Female centric stories

I think it's helpful to take a step back and remember that we aren't creating fully fleshed out, totally real, absolutely flesh-and-blood characters that are 100% true to a real-life person. We are, at all times, creating IMPRESSIONS of people. (This may appear to go against what I say to a lot of people, but when I'm saying those things, it's because I want them to create characters with more depth, and getting into the nuance of this particular point isn't useful.)

If we went and did an absolutely perfect faithful recreation of a person, it would bore the reader to tears. We're carefully cultivating and curating which aspects of a person we're showing them, which invariably means we're leaving out some parts that would make them totally accurate and lifelike. It means we might strip out a bit of something that makes them "super obviously female" because we decide the story doesn't need roadbumps around period pains or retouching your lipstick or dealing with that one bra that never quite fits right, but you can't adjust it because you're in a big meeting and it slowly drives you insane as you realize the meeting's going to go way, way over the 30 minutes they promised, and damn, you gotta pee so bad. Unless that's relevant to the story, we don't use it.

## WHAT IS BEING ASKED
In the text on female-centric stories, rewrite the part between "Female centric stories" and "point isn't useful.)", inclusive, changing "characters" to "figures".

## DATASET EXCERPTS
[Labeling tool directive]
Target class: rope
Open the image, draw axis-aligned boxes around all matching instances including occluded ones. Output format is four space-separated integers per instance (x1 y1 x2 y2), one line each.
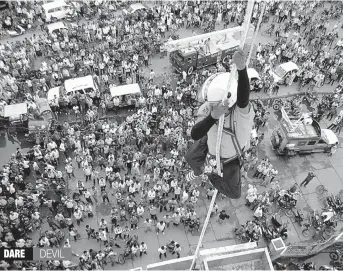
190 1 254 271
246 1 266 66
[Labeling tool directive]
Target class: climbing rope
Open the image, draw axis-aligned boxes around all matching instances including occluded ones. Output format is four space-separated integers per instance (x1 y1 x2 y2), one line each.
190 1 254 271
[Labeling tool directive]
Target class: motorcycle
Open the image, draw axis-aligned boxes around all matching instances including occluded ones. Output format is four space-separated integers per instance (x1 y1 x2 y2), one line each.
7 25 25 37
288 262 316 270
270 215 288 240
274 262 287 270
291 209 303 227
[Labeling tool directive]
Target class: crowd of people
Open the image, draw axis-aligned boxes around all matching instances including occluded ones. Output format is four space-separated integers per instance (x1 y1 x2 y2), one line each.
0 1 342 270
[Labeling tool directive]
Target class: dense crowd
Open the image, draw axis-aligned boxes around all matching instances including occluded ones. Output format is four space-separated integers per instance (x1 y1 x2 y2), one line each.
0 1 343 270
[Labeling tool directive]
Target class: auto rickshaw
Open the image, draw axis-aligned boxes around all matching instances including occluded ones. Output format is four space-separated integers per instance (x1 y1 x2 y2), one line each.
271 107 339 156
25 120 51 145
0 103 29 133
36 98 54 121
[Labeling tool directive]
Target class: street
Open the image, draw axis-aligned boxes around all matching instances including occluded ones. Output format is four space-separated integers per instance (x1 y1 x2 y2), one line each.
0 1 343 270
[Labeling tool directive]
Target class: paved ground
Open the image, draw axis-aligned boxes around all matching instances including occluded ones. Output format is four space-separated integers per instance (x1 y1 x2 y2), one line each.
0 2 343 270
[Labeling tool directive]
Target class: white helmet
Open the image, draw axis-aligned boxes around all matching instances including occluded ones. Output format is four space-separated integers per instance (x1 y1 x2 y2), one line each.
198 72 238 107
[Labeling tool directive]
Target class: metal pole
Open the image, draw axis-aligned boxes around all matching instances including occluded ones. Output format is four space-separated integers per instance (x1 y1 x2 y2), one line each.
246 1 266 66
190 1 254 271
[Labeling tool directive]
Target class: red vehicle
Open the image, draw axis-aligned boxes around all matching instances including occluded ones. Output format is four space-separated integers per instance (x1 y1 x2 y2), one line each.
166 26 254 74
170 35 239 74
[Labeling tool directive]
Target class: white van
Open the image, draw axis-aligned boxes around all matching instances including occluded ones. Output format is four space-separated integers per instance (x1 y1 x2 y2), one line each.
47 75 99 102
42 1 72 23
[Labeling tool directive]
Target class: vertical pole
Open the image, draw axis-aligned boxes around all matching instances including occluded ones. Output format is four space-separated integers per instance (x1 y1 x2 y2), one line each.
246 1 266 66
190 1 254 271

---

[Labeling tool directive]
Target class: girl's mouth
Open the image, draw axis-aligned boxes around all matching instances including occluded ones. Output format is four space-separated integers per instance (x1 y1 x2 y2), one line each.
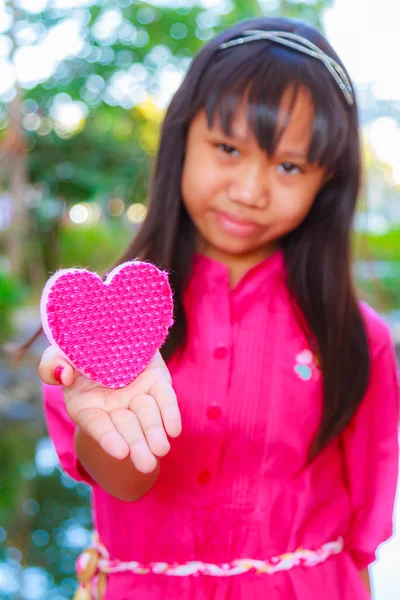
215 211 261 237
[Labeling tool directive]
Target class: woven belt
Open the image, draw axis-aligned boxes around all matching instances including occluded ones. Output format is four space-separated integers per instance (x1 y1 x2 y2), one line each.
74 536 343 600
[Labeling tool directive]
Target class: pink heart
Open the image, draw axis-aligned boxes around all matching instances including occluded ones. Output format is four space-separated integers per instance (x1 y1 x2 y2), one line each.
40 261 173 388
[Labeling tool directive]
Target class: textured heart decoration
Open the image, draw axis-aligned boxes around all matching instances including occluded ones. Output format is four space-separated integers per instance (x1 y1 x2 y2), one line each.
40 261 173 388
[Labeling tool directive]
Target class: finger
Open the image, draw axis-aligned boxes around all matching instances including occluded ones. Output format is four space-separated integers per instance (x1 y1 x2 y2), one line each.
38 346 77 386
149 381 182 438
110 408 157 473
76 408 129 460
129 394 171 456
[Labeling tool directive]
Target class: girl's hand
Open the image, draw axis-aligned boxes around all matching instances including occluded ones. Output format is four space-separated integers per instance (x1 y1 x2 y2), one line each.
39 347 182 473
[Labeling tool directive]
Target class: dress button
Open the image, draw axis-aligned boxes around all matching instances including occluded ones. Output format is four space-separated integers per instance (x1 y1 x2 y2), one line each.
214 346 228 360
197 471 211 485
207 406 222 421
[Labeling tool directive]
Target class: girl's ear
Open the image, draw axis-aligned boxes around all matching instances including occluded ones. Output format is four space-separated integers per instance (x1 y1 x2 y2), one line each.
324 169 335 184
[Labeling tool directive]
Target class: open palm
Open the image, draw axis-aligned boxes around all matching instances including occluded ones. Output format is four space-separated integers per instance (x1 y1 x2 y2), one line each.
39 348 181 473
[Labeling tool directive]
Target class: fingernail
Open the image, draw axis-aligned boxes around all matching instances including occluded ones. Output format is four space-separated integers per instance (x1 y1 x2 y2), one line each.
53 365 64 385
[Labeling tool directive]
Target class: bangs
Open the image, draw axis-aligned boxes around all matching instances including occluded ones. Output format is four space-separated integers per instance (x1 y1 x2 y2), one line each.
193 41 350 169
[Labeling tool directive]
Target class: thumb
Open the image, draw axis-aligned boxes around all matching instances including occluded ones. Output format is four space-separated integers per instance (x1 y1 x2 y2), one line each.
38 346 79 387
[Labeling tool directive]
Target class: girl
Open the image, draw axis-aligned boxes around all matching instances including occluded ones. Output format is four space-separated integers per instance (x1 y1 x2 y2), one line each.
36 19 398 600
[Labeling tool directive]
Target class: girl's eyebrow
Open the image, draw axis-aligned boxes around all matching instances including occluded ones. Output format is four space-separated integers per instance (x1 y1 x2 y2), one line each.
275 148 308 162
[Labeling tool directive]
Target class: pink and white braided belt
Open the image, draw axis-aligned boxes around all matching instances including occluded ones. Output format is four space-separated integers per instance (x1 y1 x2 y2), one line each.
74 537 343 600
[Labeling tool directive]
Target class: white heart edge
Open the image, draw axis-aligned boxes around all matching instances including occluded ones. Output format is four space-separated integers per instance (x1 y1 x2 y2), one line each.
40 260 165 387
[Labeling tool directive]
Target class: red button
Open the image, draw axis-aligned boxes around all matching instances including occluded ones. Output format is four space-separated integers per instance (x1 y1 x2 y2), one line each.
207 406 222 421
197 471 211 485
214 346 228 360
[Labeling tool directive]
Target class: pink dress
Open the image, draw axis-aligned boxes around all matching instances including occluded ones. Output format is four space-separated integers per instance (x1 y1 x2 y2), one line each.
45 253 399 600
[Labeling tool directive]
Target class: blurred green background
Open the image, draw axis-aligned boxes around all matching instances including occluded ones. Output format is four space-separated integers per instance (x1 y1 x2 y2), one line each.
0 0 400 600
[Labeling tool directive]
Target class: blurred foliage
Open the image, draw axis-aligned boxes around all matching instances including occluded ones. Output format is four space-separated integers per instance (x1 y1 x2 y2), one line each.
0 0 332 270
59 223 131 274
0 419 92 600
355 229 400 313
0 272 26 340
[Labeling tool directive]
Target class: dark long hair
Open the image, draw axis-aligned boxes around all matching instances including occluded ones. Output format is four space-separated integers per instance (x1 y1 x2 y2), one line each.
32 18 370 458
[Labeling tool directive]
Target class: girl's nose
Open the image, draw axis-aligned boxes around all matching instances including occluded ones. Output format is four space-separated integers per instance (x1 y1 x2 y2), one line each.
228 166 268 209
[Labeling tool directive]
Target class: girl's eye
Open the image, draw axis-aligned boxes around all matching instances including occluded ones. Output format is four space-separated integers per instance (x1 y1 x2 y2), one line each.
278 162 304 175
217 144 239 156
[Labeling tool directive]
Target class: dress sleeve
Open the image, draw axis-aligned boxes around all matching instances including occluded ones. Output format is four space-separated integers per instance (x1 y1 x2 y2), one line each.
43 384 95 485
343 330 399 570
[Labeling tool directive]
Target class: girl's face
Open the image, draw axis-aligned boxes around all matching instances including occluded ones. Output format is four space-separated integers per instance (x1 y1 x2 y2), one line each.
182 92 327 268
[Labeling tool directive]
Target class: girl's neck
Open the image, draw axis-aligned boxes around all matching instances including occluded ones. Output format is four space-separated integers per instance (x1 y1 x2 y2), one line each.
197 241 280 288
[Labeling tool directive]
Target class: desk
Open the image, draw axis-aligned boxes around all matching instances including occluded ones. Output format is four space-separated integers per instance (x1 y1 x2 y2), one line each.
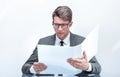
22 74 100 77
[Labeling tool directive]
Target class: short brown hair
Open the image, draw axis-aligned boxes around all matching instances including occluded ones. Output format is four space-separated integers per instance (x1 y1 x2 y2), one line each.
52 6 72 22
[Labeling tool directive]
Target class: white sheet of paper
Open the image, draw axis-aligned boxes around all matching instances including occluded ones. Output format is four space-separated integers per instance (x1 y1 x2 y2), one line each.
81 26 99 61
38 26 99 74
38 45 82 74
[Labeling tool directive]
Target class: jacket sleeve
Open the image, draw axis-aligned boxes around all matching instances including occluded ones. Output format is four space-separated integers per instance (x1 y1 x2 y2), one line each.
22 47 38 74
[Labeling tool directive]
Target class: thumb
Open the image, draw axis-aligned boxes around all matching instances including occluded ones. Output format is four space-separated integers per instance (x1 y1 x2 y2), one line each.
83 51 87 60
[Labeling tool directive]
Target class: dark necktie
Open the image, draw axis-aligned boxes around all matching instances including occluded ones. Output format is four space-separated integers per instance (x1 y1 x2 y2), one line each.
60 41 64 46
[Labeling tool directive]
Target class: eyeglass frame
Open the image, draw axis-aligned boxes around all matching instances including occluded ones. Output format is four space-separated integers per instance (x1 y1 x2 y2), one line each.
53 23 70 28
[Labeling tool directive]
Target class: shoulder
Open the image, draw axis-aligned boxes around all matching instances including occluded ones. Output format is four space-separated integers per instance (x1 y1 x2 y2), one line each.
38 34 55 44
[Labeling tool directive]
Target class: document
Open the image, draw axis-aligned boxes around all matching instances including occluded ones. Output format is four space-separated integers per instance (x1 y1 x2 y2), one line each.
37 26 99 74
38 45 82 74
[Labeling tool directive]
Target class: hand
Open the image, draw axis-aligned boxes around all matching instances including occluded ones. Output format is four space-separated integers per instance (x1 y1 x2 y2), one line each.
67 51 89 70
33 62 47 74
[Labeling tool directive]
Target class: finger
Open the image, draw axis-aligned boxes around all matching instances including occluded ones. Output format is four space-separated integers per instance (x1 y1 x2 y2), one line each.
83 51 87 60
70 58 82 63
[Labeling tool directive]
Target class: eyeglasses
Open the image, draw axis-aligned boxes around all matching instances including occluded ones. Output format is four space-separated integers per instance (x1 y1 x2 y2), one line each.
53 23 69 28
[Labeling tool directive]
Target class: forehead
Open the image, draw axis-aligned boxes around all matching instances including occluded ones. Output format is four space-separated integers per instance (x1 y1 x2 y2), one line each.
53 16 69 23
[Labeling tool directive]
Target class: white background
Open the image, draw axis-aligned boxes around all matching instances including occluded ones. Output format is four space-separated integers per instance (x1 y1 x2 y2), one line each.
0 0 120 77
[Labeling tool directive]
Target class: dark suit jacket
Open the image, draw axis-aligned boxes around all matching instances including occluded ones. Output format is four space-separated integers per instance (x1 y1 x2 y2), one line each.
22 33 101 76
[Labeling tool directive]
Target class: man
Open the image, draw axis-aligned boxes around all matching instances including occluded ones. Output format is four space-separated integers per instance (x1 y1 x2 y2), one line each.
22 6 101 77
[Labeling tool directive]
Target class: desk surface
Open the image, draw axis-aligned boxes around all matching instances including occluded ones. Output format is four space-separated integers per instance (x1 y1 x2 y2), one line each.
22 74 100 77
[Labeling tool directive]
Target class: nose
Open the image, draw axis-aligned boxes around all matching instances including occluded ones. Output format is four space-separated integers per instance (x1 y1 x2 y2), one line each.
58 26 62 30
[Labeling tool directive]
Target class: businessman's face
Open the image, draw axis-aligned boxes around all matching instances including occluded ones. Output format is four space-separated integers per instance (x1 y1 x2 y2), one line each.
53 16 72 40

## THE COMPLETED TASK
Female centric stories

I think it's helpful to take a step back and remember that we aren't creating fully fleshed out, totally real, absolutely flesh-and-blood figures that are 100% true to a real-life person. We are, at all times, creating IMPRESSIONS of people. (This may appear to go against what I say to a lot of people, but when I'm saying those things, it's because I want them to create figures with more depth, and getting into the nuance of this particular point isn't useful.)